■ Document passage:
####################

PG&E supports SF Power's recommendations to expand its program provided that additional funding is contingent on meeting performance goals, and expanding the program into additional counties. The utility is not opposed to the permanent load shifting proposal. PG&E is, however, opposed to aggregating submeters, arguing that SF Power has overlooked costs required to upgrade electric panels.62

The costs of the SCAPP program are for marketing only and are therefore in addition to the incentives and some of the overhead costs incurred by PG&E for the CPA-DRP (or CBP starting May 2007). SF Power's proposal to extend the program to achieve 5 MW in demand response from a difficult to reach customer segment, and to tie program extension to megawatt goals is reasonable. We, therefore, adopt SF Power's proposed expansion. We will also permit SF Power to extend its program into the two additional counties listed above and move forward with the 5 MW permanent load shifting program that it proposes. We deny SF Power's request to aggregate submeters since we do not have sufficient information to fully evaluate costs and benefits.

3. Business Energy Coalition (BEC)

The BEC is a project in San Francisco designed to subscribe hard-to-reach customers into demand response programs. The program is currently targeting 15 MW in 2007 and 25 MW in 2008.

PG&E requests authority to expand the BEC program to motivate 50 MW of subscribed customer load by June 1, 2007. The expansion would include accelerating the 25 MW targeted for 2008 and adding an additional 25 MW. PG&E states it would provide details of this proposal, and a proposal to extend the program for seven years, in a subsequent request once PG&E signs an agreement with BEC. In PG&E's Opening Comments on the Proposed Decision, the utility clarifies that the expansion of the program to 50 MW in 2007 can be achieved within the existing budget.63

Because the BEC program targets hard-to-reach customers and was successful during July 2006, we authorize PG&E's proposal to expand the program in 2007. PG&E does not provide any details of its seven-year extension. Therefore, we decline to authorize the extension at this time and direct PG&E to file an application for approval of its expansion proposal once a new agreement has been signed.

####################

■ Your tasks:
1/ Extract from the demand response passage the part that opens with the words containing "The costs of" and closes with "Energy Coalition (BEC)".
2/ For each statement, answer yes or no according to whether the demand response passage supports it, and quote the deciding words: (a) PG&E opposes aggregating submeters. (b) The BEC program is currently targeting 25 MW in 2007. (c) The seven-year extension of the BEC program is authorized.

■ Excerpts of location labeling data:
####################

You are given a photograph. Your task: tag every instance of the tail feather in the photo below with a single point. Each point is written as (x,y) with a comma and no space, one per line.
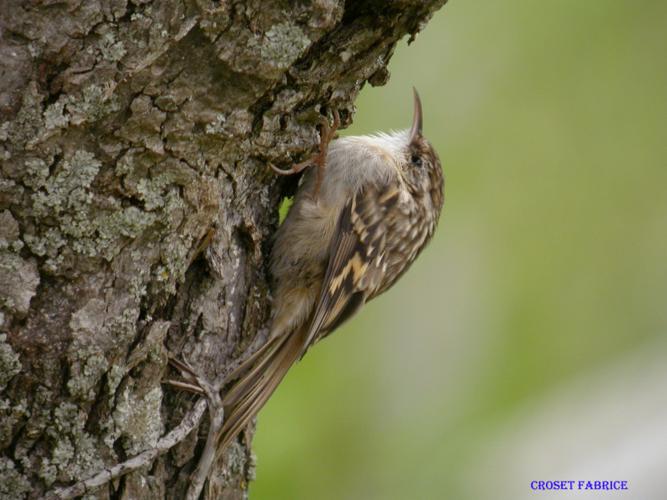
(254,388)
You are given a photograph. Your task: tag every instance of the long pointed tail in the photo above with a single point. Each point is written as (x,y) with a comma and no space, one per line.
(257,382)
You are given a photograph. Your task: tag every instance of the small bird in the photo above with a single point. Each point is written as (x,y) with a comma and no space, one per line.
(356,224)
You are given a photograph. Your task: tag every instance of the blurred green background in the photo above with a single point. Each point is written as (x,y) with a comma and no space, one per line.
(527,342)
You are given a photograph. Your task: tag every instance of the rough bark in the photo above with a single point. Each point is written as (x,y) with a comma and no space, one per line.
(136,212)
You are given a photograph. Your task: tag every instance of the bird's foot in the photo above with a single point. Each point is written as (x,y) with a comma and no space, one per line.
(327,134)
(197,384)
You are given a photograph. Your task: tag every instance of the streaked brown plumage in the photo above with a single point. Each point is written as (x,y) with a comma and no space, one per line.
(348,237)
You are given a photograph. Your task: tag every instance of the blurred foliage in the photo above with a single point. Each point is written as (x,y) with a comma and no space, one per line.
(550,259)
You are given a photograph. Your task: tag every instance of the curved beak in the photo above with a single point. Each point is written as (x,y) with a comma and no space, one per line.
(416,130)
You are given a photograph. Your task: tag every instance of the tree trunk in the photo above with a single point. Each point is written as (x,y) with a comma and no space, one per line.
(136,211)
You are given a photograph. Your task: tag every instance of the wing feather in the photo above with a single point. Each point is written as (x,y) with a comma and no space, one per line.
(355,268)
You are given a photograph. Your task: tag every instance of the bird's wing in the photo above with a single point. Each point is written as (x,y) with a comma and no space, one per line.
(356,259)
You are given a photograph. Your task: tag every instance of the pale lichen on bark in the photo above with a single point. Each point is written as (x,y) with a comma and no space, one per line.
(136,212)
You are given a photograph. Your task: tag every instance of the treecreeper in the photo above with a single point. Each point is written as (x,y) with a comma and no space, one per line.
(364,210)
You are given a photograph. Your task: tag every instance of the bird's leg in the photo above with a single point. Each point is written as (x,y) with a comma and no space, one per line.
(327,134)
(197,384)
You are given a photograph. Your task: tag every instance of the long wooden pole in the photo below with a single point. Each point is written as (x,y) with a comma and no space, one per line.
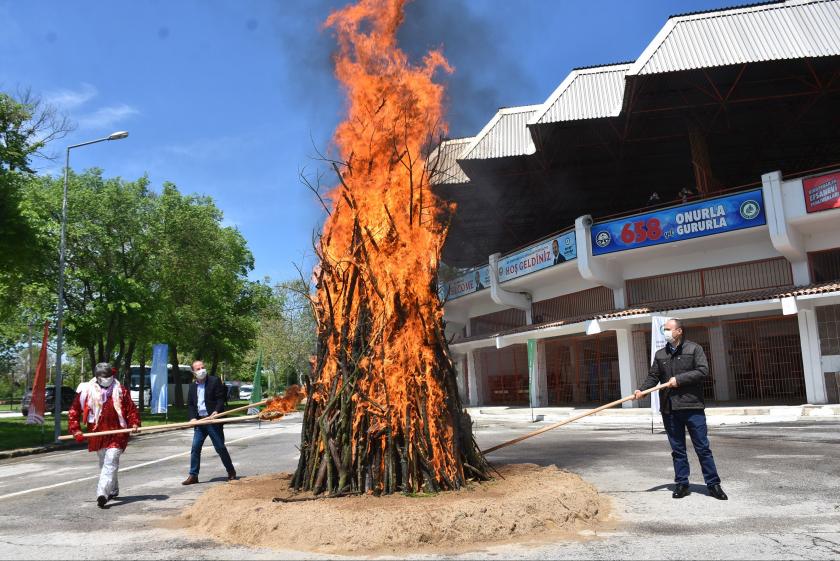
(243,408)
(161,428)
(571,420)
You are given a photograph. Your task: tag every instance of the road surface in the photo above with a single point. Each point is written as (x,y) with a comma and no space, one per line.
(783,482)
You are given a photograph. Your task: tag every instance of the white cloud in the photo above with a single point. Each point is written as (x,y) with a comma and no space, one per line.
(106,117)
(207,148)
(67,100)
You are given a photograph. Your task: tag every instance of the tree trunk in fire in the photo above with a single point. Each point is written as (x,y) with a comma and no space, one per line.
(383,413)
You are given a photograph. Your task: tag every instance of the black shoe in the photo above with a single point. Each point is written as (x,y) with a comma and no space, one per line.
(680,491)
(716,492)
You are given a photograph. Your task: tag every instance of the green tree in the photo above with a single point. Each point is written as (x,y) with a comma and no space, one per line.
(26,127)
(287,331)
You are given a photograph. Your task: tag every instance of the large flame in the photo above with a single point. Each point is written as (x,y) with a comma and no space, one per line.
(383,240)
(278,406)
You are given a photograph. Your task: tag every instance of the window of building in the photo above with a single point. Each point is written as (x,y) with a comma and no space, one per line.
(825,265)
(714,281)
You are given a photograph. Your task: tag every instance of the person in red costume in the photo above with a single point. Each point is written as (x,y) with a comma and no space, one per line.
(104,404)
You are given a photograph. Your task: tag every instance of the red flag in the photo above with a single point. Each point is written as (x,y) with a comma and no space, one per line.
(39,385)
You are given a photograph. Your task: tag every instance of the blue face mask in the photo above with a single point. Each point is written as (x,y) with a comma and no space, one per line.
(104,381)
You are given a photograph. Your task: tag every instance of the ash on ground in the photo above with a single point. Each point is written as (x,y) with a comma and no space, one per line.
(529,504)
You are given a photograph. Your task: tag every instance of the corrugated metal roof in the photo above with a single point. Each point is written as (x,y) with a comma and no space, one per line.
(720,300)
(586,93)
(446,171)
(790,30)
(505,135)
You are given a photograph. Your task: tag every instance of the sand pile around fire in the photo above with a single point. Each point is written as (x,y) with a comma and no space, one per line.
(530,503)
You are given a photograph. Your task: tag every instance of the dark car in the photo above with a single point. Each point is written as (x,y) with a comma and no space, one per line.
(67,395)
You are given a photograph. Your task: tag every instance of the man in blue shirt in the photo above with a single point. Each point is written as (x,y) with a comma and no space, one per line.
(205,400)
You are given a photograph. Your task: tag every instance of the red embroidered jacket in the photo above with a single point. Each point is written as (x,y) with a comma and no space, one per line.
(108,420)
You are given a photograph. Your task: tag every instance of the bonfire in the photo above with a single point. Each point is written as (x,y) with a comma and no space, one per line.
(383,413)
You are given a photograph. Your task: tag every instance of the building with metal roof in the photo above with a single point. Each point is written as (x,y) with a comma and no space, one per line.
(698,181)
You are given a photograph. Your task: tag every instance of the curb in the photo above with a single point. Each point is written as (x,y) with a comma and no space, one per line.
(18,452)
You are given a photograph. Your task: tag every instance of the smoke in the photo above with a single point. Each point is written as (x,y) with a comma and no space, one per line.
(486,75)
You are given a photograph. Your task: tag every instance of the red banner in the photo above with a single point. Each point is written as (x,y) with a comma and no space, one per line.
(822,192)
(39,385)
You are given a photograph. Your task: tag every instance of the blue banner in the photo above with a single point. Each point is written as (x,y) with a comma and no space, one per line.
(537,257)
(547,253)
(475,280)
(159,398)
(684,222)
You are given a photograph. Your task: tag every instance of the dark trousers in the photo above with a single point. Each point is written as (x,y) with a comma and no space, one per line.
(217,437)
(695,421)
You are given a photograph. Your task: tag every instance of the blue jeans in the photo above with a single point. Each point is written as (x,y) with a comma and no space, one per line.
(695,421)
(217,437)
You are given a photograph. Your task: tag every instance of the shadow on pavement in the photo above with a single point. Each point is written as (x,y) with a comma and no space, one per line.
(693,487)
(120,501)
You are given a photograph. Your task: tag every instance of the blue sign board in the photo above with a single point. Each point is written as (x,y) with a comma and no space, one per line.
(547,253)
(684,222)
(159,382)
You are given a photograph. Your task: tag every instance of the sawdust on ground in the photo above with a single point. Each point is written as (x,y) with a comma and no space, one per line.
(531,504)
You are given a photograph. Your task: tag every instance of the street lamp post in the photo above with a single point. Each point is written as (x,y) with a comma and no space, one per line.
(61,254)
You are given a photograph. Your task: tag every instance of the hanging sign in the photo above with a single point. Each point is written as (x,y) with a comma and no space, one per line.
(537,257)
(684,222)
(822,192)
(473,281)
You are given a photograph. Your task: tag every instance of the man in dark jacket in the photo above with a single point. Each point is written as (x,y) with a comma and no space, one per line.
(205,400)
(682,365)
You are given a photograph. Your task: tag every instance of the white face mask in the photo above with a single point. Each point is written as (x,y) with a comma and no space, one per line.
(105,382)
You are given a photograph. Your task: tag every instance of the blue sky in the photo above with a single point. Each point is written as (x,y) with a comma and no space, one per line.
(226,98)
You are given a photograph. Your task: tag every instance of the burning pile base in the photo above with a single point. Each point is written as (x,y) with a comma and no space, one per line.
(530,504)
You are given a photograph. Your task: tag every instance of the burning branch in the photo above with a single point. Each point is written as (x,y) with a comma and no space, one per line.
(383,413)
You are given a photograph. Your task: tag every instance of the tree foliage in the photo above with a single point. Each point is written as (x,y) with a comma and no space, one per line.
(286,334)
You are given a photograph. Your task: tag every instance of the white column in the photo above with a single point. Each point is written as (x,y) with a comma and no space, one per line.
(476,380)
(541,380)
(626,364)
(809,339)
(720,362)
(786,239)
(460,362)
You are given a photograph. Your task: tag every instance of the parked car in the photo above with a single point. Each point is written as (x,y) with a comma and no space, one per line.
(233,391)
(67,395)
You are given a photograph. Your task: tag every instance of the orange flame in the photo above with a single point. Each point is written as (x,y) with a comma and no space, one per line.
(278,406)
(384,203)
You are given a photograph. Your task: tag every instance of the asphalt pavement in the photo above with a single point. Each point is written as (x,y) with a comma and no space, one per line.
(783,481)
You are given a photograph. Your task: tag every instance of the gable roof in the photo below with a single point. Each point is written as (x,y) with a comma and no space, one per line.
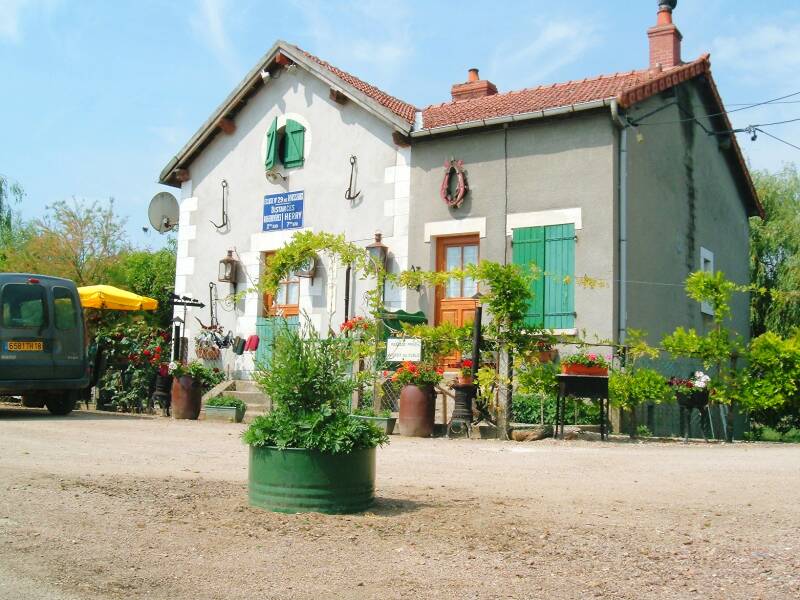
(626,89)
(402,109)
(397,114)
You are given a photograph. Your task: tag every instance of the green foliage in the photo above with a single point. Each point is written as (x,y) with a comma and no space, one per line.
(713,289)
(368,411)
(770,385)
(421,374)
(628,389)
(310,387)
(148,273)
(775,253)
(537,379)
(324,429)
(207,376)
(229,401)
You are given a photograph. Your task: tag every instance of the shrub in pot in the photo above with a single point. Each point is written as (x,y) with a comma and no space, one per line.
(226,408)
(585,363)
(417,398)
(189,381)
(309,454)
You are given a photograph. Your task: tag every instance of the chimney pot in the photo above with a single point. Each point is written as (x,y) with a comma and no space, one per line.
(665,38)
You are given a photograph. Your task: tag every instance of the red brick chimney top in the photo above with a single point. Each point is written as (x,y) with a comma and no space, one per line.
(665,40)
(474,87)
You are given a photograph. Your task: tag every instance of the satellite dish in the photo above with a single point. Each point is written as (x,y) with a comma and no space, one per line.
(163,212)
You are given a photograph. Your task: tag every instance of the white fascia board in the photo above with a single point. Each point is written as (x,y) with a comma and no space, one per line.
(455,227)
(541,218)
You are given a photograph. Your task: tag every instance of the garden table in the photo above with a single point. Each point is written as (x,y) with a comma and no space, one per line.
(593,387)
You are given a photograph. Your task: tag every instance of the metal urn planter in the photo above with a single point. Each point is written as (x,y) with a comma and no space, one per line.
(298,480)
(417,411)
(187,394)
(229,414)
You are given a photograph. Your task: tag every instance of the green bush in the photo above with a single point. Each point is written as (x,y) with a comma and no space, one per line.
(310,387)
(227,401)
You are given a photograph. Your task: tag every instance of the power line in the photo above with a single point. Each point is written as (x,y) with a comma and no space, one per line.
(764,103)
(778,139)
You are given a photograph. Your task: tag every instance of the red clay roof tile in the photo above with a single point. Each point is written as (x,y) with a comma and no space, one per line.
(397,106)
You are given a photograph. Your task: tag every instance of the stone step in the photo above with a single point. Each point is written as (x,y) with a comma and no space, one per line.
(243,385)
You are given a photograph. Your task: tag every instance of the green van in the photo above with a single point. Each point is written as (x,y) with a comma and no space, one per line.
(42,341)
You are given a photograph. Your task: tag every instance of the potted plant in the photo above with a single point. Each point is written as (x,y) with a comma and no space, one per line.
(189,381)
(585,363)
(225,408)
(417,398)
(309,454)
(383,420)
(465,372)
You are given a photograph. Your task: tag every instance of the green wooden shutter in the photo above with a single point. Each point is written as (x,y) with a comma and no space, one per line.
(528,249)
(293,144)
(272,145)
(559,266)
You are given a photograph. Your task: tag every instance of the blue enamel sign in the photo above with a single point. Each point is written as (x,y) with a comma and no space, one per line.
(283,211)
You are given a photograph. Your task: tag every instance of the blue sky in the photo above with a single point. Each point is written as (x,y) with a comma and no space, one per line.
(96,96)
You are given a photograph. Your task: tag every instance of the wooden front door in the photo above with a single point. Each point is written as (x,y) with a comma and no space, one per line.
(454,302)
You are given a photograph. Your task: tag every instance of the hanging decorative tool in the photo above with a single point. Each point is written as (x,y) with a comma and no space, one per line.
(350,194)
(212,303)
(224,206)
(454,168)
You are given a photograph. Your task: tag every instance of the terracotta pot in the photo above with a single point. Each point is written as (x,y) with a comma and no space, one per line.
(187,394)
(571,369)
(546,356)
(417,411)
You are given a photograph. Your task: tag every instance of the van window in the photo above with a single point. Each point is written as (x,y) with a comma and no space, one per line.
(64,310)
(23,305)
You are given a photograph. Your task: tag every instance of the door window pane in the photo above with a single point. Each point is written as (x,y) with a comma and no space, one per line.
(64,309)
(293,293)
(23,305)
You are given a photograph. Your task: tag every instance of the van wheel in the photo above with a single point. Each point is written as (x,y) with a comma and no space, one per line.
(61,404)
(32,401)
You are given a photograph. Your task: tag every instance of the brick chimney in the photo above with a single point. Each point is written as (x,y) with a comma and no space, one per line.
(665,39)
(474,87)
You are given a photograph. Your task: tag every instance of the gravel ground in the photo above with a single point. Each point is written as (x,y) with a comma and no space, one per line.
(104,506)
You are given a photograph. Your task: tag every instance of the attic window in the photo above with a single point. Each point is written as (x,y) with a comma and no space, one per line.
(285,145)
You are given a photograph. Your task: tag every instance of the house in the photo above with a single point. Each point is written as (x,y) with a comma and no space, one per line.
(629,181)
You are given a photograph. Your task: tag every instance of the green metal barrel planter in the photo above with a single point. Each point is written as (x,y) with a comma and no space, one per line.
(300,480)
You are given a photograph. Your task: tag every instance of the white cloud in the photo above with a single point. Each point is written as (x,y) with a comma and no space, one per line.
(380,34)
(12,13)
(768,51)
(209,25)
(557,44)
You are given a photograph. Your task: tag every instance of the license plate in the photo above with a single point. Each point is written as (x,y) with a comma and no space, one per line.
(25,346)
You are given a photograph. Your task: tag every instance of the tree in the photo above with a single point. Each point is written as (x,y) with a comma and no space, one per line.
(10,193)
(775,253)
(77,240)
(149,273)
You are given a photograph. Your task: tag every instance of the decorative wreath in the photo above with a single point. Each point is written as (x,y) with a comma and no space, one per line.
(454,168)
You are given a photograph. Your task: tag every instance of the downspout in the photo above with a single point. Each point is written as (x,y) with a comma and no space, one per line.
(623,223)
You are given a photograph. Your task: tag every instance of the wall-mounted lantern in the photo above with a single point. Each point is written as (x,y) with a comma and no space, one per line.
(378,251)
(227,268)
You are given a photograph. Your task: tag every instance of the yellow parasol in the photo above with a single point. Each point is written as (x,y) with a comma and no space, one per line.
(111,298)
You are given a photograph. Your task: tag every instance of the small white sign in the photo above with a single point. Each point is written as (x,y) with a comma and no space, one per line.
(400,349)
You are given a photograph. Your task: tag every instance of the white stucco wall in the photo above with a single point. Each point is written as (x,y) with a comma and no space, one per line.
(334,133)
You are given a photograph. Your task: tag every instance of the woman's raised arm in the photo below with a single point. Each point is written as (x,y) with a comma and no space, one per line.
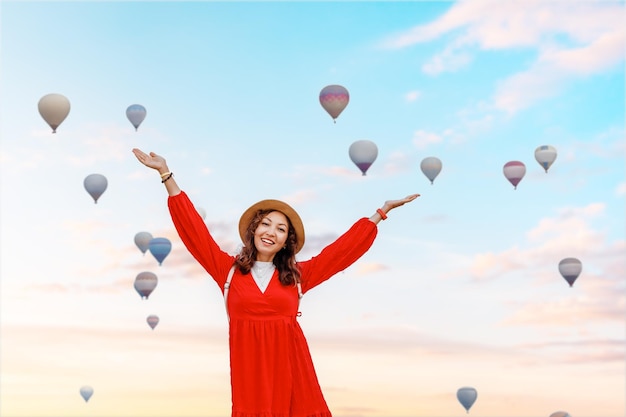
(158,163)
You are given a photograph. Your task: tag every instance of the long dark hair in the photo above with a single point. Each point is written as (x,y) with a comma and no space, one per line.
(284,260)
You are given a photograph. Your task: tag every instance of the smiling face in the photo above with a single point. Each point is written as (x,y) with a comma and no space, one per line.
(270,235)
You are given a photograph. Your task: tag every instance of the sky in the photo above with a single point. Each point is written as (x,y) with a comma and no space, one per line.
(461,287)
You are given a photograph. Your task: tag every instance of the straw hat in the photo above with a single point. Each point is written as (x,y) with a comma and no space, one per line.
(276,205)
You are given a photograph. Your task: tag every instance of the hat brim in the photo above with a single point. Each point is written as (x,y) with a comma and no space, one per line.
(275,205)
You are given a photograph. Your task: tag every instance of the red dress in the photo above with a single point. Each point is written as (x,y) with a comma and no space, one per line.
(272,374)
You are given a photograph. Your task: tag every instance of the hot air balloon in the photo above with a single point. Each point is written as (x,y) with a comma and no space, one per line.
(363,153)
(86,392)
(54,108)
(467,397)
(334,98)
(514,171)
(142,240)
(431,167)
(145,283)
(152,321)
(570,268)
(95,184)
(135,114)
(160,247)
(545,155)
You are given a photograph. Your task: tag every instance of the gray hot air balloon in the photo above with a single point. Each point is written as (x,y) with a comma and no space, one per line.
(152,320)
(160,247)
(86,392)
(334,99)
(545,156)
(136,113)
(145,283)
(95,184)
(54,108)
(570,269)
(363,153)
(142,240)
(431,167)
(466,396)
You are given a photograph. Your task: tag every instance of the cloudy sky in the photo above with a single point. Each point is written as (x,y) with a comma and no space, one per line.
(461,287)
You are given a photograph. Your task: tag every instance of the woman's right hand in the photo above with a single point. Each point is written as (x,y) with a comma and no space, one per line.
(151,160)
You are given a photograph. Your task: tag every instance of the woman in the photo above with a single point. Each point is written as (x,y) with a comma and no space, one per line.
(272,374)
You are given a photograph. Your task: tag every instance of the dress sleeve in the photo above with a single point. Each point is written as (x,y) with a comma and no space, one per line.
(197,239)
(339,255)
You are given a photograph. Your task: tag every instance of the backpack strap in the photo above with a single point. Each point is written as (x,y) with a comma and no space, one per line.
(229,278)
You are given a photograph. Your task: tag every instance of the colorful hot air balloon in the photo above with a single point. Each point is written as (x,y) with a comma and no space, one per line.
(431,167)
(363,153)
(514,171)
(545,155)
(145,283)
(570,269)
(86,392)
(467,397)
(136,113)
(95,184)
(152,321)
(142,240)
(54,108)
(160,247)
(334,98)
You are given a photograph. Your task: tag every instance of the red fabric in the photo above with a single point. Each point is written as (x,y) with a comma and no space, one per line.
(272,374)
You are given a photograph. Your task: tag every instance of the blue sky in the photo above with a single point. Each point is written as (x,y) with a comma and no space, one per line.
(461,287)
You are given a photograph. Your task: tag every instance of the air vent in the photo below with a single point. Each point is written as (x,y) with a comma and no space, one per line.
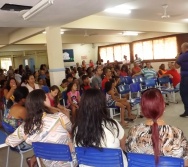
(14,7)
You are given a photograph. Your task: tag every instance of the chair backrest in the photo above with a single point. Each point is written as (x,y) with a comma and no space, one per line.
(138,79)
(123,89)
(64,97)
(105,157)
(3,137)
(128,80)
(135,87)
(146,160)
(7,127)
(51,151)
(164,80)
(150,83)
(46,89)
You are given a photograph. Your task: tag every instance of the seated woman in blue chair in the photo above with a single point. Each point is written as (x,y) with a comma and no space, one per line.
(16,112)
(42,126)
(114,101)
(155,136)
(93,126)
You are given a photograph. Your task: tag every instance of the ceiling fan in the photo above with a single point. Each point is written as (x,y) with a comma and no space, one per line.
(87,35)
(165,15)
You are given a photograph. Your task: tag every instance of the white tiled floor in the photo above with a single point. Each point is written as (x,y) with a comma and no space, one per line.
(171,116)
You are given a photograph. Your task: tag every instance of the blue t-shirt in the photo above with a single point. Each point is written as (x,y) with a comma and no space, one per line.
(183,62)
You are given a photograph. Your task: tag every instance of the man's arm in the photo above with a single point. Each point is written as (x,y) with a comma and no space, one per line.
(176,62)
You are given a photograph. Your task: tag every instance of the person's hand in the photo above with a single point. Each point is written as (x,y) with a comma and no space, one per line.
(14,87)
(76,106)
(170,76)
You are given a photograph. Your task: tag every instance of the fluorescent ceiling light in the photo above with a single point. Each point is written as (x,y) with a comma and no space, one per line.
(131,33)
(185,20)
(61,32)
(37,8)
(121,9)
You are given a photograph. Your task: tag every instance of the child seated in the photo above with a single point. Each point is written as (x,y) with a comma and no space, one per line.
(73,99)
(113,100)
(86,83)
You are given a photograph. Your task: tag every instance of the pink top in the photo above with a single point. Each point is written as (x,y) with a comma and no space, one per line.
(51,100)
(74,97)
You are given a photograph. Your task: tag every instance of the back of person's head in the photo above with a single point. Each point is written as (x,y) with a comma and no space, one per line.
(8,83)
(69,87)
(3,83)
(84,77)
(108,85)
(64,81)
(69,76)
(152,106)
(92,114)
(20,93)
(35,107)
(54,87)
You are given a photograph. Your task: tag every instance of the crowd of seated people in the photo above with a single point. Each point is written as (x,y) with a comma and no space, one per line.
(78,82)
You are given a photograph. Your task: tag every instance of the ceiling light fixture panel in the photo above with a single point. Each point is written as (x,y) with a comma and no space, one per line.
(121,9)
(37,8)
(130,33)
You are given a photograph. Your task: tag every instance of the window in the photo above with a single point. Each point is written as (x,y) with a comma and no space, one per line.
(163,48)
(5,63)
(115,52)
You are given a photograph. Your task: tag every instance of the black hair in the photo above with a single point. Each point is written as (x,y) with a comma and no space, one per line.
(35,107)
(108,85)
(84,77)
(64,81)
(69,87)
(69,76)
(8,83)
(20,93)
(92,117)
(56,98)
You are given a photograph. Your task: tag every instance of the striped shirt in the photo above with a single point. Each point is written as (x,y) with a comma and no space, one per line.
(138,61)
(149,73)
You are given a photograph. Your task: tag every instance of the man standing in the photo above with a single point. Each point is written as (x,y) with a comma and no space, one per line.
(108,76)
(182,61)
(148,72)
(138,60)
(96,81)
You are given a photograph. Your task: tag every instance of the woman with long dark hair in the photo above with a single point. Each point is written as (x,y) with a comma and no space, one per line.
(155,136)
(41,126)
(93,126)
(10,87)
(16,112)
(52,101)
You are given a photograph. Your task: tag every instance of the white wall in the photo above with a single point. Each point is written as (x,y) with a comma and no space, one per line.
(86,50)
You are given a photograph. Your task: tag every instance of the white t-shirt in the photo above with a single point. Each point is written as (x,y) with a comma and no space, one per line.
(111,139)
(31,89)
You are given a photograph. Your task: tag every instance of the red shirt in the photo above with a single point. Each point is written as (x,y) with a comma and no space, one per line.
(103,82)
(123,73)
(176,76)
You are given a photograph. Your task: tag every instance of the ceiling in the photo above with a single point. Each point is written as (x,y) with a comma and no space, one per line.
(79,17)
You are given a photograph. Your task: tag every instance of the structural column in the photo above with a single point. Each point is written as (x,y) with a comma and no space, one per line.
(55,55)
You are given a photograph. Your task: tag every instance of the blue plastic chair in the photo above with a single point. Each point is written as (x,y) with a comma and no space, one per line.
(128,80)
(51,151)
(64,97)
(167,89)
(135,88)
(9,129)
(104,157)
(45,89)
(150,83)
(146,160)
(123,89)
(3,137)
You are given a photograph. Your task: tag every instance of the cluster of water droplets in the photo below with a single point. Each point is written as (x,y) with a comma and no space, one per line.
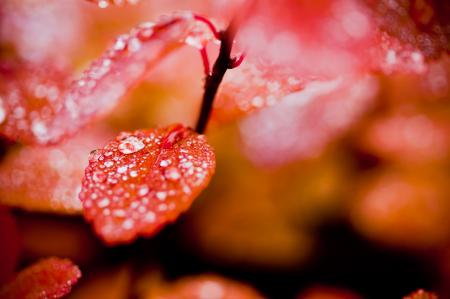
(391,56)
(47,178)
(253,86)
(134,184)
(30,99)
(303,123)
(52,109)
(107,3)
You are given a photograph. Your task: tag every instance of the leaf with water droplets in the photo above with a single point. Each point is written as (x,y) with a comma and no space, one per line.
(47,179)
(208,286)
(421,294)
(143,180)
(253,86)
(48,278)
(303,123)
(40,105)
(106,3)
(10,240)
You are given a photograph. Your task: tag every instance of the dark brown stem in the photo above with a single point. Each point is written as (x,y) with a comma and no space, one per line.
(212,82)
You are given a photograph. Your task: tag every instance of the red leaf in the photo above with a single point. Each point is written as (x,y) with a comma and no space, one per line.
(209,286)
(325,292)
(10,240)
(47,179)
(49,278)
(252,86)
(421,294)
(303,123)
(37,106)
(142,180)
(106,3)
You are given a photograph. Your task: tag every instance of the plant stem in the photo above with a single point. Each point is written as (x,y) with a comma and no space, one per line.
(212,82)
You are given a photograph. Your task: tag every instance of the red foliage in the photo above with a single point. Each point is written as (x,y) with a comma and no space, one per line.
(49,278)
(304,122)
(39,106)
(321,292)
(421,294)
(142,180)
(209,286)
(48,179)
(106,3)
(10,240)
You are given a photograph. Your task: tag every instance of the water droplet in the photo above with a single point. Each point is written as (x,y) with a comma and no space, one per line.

####################

■ Solutions in order:
1/
The costs of the SCAPP program are for marketing only and are therefore in addition to the incentives and some of the overhead costs incurred by PG&E for the CPA-DRP (or CBP starting May 2007). SF Power's proposal to extend the program to achieve 5 MW in demand response from a difficult to reach customer segment, and to tie program extension to megawatt goals is reasonable. We, therefore, adopt SF Power's proposed expansion. We will also permit SF Power to extend its program into the two additional counties listed above and move forward with the 5 MW permanent load shifting program that it proposes. We deny SF Power's request to aggregate submeters since we do not have sufficient information to fully evaluate costs and benefits.

3. Business Energy Coalition (BEC)

2/
(a) Yes: "PG&E is, however, opposed to aggregating submeters"
(b) No: "The program is currently targeting 15 MW in 2007 and 25 MW in 2008."
(c) No: "we decline to authorize the extension at this time"